> Directions for this task:
Extract the lines of the items verbatim, starting at the beginning of the items and ending at the line that contains "Detection target: outdoor electrical outlet", with both ends included. Leave the pictures out of your answer.

Annotated coordinate records
-- Start --

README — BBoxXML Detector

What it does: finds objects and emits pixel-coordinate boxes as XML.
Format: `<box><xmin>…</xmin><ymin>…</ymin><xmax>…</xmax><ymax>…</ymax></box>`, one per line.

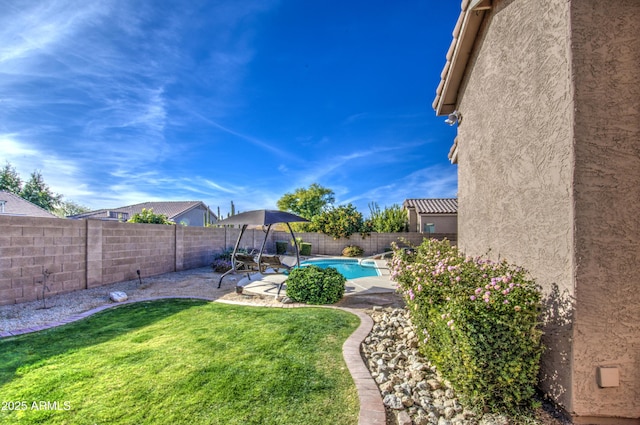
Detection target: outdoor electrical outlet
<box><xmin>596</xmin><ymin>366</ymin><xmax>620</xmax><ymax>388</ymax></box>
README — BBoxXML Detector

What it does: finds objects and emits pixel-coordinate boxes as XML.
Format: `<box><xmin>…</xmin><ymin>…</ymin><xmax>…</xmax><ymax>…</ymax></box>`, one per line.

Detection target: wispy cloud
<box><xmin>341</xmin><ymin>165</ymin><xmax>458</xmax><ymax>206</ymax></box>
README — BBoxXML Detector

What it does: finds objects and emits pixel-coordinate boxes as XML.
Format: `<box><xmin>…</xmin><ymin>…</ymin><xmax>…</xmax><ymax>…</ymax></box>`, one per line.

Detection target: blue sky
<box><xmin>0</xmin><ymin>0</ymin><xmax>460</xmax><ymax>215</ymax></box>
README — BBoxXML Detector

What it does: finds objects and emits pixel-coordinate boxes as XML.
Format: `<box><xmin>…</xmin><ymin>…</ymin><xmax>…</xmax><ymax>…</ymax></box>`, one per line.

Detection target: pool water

-- End --

> Response:
README — BBoxXML Detector

What it does: finds objects and emits pixel-coordinate boxes as XML.
Format: `<box><xmin>…</xmin><ymin>…</ymin><xmax>…</xmax><ymax>…</ymax></box>`, one per line.

Detection target: outdoor electrical outlet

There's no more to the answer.